THE TASK
Format the listing below as a Markdown table with the columns Row and Line, numbering each nonblank line in order and leaving out blank lines.

((

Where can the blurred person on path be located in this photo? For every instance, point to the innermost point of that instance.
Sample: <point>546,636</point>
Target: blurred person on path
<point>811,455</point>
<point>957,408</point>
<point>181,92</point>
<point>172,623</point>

))

ANSWER IN FULL
| Row | Line |
|---|---|
| 1 | Where can the blurred person on path be located in this photo? For every instance, point to the innermost point of that instance. |
| 2 | Sample: <point>546,636</point> |
| 3 | Target: blurred person on path |
| 4 | <point>811,455</point> |
| 5 | <point>957,408</point> |
| 6 | <point>181,92</point> |
| 7 | <point>172,623</point> |